### BRANO ESTRATTO
Richard Nixon invece la interessa, se è vero che il seguito de «Gli incantatori» sarà incentrato su di lui.
«Mi interessa molto, moltissimo. Si noti, non tanto il Nixon presidente degli Stati Uniti, con lo scandalo del Watergate e tutto: anche quello è straraccontato. A me interessa il Nixon che corse come governatore della California, proprio nel 1962. Il Nixon che perse e che venne dato per finito, ma poi diventò presidente degli Stati Uniti. Nixon era un uomo molto solo. Molto, molto solo. Come me. Io penso a Nixon e mi rapporto alla sua solitudine. Ci penso e mi commuove. E se un personaggio mi commuove, è un buon inizio. In fondo il problema principale è sempre trovare qualcosa che mi interessi. Così tante cose non mi interessano più…».
Ad esempio?
«La politica non mi interessa. Neanche quella di Nixon, no. Le teorie del complotto, come ho detto, mi annoiano a morte. Anche l’uccisione di mia madre ormai mi annoia, non è più un’ossessione. Il cinema non mi interessa per niente. No, neanche quello tratto dai miei libri. Fanno schifo, i film tratti dai miei libri. Sono brutti. Mi annoiano. La tv non mi interessa, a parte quando trasmette la boxe. La boxe mi interessa».
Cos’altro la interessa?

Voci di annotazione a punti su immagini

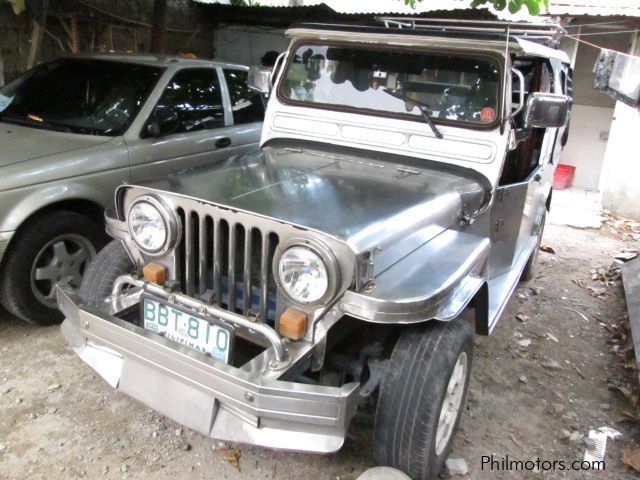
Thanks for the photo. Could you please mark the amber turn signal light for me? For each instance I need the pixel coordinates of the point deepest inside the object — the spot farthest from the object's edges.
(155, 273)
(293, 324)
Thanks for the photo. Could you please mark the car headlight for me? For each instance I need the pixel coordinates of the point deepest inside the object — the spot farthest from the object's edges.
(306, 271)
(148, 226)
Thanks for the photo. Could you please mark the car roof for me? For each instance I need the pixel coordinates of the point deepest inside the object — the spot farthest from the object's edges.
(477, 36)
(157, 60)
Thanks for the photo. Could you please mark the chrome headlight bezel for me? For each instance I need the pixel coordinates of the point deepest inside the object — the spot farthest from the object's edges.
(168, 217)
(328, 259)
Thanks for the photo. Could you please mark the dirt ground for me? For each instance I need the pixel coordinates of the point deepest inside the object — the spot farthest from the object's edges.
(534, 383)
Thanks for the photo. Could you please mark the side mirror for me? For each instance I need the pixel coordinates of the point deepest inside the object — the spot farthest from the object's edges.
(164, 121)
(260, 79)
(546, 110)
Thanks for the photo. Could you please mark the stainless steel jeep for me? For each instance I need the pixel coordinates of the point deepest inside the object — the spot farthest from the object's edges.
(398, 198)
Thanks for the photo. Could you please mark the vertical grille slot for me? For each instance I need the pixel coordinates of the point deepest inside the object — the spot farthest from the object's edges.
(229, 258)
(246, 274)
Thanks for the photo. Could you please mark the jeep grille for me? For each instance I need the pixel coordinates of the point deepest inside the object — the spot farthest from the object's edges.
(220, 260)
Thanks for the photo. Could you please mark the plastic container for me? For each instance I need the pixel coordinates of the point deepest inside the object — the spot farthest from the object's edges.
(563, 177)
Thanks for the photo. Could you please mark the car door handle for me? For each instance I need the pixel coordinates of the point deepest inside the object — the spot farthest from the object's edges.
(223, 142)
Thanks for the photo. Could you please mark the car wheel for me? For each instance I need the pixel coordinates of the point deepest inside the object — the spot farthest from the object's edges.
(530, 268)
(422, 397)
(52, 248)
(112, 262)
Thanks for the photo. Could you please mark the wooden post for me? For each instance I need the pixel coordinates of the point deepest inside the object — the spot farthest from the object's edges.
(36, 34)
(75, 47)
(1, 69)
(36, 38)
(159, 26)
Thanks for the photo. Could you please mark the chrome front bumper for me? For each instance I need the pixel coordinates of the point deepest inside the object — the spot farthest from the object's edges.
(245, 405)
(5, 238)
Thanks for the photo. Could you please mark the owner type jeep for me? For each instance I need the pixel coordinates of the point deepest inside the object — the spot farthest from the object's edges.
(398, 198)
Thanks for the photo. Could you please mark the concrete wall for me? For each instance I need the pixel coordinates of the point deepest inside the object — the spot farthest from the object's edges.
(593, 110)
(587, 144)
(621, 173)
(246, 44)
(622, 179)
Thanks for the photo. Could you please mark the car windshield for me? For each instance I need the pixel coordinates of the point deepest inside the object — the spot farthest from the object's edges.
(89, 96)
(446, 87)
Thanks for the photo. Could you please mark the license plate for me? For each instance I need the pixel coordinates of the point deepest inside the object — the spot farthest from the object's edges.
(182, 327)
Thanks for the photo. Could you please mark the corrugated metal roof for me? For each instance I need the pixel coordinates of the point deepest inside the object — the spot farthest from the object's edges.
(629, 8)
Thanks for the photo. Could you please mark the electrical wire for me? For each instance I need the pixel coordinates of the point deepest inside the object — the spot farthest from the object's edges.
(608, 33)
(128, 20)
(577, 39)
(616, 22)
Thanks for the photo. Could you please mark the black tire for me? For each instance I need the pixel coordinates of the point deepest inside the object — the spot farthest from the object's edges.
(530, 268)
(112, 262)
(412, 394)
(28, 298)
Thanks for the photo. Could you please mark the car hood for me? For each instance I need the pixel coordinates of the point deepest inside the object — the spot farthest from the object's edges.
(19, 143)
(372, 204)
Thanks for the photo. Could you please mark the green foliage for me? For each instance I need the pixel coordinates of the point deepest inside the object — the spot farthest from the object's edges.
(17, 5)
(535, 7)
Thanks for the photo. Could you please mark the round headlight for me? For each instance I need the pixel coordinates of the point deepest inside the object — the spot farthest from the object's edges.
(303, 275)
(147, 226)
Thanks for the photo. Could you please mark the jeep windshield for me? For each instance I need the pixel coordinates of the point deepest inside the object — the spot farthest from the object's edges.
(450, 88)
(89, 96)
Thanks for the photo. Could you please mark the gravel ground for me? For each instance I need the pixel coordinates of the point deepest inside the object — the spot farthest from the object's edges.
(539, 383)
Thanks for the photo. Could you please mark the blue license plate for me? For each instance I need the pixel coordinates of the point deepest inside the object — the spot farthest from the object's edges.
(182, 327)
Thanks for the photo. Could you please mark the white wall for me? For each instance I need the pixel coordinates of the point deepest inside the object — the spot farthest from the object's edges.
(621, 182)
(587, 144)
(247, 45)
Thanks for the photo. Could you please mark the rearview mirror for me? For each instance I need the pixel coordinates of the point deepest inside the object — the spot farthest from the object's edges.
(546, 110)
(164, 121)
(259, 79)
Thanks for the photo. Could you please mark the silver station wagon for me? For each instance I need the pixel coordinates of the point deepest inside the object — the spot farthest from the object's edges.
(73, 129)
(399, 196)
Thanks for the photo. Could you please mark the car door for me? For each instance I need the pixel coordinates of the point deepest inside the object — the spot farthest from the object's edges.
(201, 132)
(520, 198)
(247, 109)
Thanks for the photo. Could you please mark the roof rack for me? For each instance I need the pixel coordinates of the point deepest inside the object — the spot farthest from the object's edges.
(548, 34)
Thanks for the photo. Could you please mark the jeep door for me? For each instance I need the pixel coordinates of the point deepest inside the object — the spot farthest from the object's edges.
(192, 122)
(526, 180)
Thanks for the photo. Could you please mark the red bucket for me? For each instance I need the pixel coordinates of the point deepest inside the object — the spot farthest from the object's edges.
(563, 177)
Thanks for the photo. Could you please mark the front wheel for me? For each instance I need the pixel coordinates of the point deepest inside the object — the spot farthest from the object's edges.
(422, 397)
(532, 264)
(50, 249)
(112, 262)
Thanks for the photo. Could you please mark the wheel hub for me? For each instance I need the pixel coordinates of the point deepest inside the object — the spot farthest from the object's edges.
(452, 403)
(61, 260)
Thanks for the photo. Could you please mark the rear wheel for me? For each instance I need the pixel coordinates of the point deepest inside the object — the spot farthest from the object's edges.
(422, 397)
(50, 249)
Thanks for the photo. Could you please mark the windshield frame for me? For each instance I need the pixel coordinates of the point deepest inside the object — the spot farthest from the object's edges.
(161, 69)
(495, 58)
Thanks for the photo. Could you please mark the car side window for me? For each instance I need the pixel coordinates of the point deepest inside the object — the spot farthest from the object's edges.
(247, 106)
(194, 95)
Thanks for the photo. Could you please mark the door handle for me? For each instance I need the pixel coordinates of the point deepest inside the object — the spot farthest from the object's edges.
(223, 142)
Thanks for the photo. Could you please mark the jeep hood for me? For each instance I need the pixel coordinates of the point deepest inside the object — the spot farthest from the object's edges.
(19, 143)
(373, 204)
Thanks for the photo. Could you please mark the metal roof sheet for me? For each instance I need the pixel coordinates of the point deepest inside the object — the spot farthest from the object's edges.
(629, 8)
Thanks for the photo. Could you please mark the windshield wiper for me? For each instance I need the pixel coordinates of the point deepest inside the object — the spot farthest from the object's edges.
(30, 122)
(424, 108)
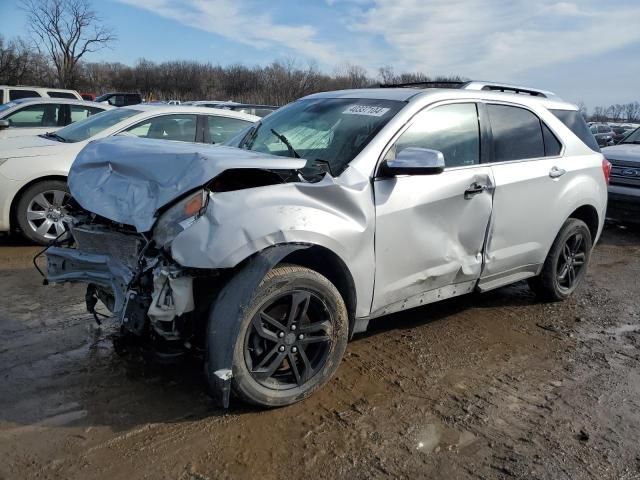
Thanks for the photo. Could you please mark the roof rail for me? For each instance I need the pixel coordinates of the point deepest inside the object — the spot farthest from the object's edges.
(429, 84)
(500, 87)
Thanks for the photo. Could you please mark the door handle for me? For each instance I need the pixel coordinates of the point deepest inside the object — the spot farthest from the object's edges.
(556, 172)
(473, 190)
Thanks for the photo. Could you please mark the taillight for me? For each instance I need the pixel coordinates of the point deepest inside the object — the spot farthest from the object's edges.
(606, 169)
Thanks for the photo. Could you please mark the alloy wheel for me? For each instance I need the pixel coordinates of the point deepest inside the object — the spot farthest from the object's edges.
(288, 340)
(45, 213)
(571, 261)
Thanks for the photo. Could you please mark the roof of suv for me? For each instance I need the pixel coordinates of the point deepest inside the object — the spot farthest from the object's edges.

### CONSEGNE
**a)** Riscrivi il tratto dell'intervista che comincia con "Ad esempio?" e si chiude dopo "Cos’altro la interessa?", sostituendo "boxe" con "scherma".
**b)** Nell'intervista, per quale carica corse Nixon nel 1962?
**c)** Traduci in inglese questa frase dell'intervista: «Nixon era un uomo molto solo.»
Le voci riportate non hanno alcun legame con l'intervista.

### SOLUZIONI PUNTO PER PUNTO
**a)**
Ad esempio?
«La politica non mi interessa. Neanche quella di Nixon, no. Le teorie del complotto, come ho detto, mi annoiano a morte. Anche l’uccisione di mia madre ormai mi annoia, non è più un’ossessione. Il cinema non mi interessa per niente. No, neanche quello tratto dai miei libri. Fanno schifo, i film tratti dai miei libri. Sono brutti. Mi annoiano. La tv non mi interessa, a parte quando trasmette la scherma. La scherma mi interessa».
Cos’altro la interessa?

**b)** Per la carica di governatore della California.

**c)** Nixon was a very lonely man.